-- BEGIN Data listing --

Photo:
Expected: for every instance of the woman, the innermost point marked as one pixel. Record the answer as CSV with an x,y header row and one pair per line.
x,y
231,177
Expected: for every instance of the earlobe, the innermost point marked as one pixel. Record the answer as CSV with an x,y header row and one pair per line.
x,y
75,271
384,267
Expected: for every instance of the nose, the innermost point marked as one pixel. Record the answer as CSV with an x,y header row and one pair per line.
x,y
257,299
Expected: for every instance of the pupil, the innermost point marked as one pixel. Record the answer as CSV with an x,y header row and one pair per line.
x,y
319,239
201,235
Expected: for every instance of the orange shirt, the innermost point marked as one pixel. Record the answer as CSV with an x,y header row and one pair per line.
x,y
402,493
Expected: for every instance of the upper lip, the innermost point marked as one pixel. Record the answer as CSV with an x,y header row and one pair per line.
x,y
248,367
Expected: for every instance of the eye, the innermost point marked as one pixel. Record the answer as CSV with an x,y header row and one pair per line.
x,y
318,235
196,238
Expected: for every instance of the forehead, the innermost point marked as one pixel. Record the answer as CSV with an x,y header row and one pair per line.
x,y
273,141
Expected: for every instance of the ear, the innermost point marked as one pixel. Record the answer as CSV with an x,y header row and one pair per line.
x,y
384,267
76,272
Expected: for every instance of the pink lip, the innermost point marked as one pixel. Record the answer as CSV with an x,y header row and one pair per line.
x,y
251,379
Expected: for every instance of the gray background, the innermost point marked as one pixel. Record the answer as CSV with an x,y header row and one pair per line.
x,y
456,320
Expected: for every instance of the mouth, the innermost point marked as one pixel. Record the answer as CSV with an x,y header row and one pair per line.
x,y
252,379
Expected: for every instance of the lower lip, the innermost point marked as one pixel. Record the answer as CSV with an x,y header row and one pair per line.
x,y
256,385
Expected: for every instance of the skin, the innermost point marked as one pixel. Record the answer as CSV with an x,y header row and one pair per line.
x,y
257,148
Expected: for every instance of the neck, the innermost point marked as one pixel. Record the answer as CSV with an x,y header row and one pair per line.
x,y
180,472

-- END Data listing --

-- Task description --
Copy the lines above exactly as they appear, from start to finish.

-- Answer to the task --
Photo:
Expected: for every instance of the woman, the innermost point marked as one pixel. Record the answer as CSV with an x,y header row and one pair per line.
x,y
231,177
Expected: for every instance of the earlobe, the innermost point marked as one pixel. Record the answer as CSV with an x,y header row and one pair per line.
x,y
75,271
384,267
Expected: for every instance of the nose, the innermost point marked as one pixel. Record the answer as CSV with an x,y header row and one pair per line.
x,y
257,299
Expected: for every instance of the pupil, the innermost point marked as one pixel. Record the answer as CSV with an x,y header row and one pair per line.
x,y
319,239
201,235
Expected: for every instance of the orange shirt, the innermost point marked as one pixel. Record the answer as CSV with an x,y header row and one pair per line.
x,y
402,493
Expected: for every instance of the upper lip, the innermost point marked as one pixel. Record the answer as CSV with an x,y header row and one pair per line.
x,y
248,367
Expected: for every instance of the eye, the innermost point marked as one pixel. Record the answer as CSV with an x,y header row and one pair per line.
x,y
318,235
196,238
Expected: for every instance of the forehead, the innermost point marked as one pixel. Record the answer as CSV with an x,y header row and one pair per line.
x,y
273,141
Expected: for every instance of the ear, the innermost point marked as one pixel. Record the answer as CSV with an x,y header row and one pair per line.
x,y
384,267
76,272
Expected: for every instance of the pink lip, the innermost point marked as one pixel. Record the answer as CSV with an x,y header row and one pair per line.
x,y
251,379
Expected: for every instance of the gray background, the innermost point marked as one pixel. Record the answer as CSV with an x,y header row and one pair per line.
x,y
456,320
Expected: for every instance of the mouth, the innermost point marked as one pixel. Record the answer as CSV with an x,y header row and one pair per line.
x,y
252,379
Expected: for every instance of the lower lip, the innermost point marked as one pixel. Record the answer as CSV with an x,y header row and one pair per line.
x,y
256,385
Expected: for every instance of the skin, the innermost point marked as one pixel. Record the answer as CSV with an x,y header row and one pair per line.
x,y
257,148
Expected: for every instance of the neck, the innermost point marked as one pixel. Record the answer as CSV with an x,y header row and one pair per line.
x,y
180,472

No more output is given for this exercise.